■ TASK LIST
1. In the worklog below, rewrite the paragraph beginning "Split binlog writing into two parts" as a concise list that keeps its main facts.
2. Reproduce word for word the passage of the worklog below, starting at "Worked 28 hours" and ending at "binary log (sync_binlog=1).".

Implement new prepare_ordered and commit_ordered handler methods and the logic in ha_commit_trans().
Implement TC_LOG::group_log_xid() method and logic in ha_commit_trans().
Implement XtraDB part, using commit_ordered() rather than prepare_commit_mutex.
Fix test suite failures.
Proof-of-concept patch series complete now.
Do initial benchmark, getting good results. With 64 threads, see 26x improvement in queries-per-sec.
Next step: write up the architecture description.
Worked 21 hours and estimate 0 hours remain (original estimate increased by 21 hours).
-=-=(Knielsen - Wed, 12 May 2010, 06:41)=-=-
Started work on a Quilt patch series, refactoring the binlog code to prepare for implementing the
group commit, and working on the design of group commit in parallel.
Found and fixed several problems in error handling when writing to binlog.
Removed redundant table map version locking.
Split binlog writing into two parts in preparations for group commit. When ready to write to the
binlog, threads enter a queue, and the first thread in the queue handles the binlog writing for
everyone. When it obtains the LOCK_log, it first loops over all threads, executing the first part of
binlog writing (the write(2) syscall essentially). It then runs the second part (fsync(2)
essentially) only once, and then wakes up the remaining threads in the queue.
Still to be done:
Finish the proof-of-concept group commit patch, by 1) implementing the prepare_fast() and
commit_fast() callbacks in handler.cc 2) move the binlog thread enqueue from log_xid() to
binlog_prepare_fast(), 3) move fast part of InnoDB commit to innobase_commit_fast(), removing the
prepare_commit_mutex().
Write up the final design in this worklog.
Evaluate the design to see if we can do better/different.
Think about possible next steps, such as releasing innodb row locks early (in
innobase_prepare_fast), and doing crash recovery by replaying transactions from the binlog (removing
the need for engine durability and 2 of 3 fsync() in commit).
Worked 28 hours and estimate 0 hours remain (original estimate increased by 28 hours).
-=-=(Serg - Mon, 26 Apr 2010, 14:10)=-=-
Observers changed: Serg
DESCRIPTION:
Currently, in order to ensure that the server can recover after a crash to a
state in which storage engines and binary log are consistent with each other,
it is necessary to use XA with durable commits for both storage engines
(innodb_flush_log_at_trx_commit=1) and binary log (sync_binlog=1).
This is _very_ expensive, since the server needs to do three fsync() operations
for every commit, as there is no working group commit when the binary log is
enabled.
The idea is to
- Implement/fix group commit to work properly with the binary log enabled.
- (Optionally) avoid the need to fsync() in the engine, and instead rely on
replaying any lost transactions from the binary log against the engine
during crash recovery.
For background see these articles:
http://kristiannielsen.livejournal.com/12254.html
http://kristiannielsen.livejournal.com/12408.html
http://kristiannielsen.livejournal.com/12553.html
----
Implementing group commit in MySQL faces some challenges from the handler
plugin architecture:
1. Because storage engine handlers have separate transaction log from the
mysql binlog (and from each other), there are multiple fsync() calls per
commit that need the group commit optimisation (2 per participating storage
engine + 1 for binlog).

■ DATA EXTRACT
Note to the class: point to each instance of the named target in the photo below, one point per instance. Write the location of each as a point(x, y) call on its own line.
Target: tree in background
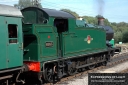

■ SET OF ANSWERS
1.
- Binlog writing is split into two parts to prepare for group commit.
- Threads ready to write to the binlog enter a queue, and the first thread in the queue handles the binlog writing for all of them.
- After obtaining LOCK_log, that thread loops over all threads and runs the first part of binlog writing, which is essentially the write(2) syscall.
- It then runs the second part, which is essentially fsync(2), only once.
- Finally, it wakes up the remaining threads in the queue.

2.
Worked 28 hours and estimate 0 hours remain (original estimate increased by 28 hours).
-=-=(Serg - Mon, 26 Apr 2010, 14:10)=-=-
Observers changed: Serg
DESCRIPTION:
Currently, in order to ensure that the server can recover after a crash to a
state in which storage engines and binary log are consistent with each other,
it is necessary to use XA with durable commits for both storage engines
(innodb_flush_log_at_trx_commit=1) and binary log (sync_binlog=1).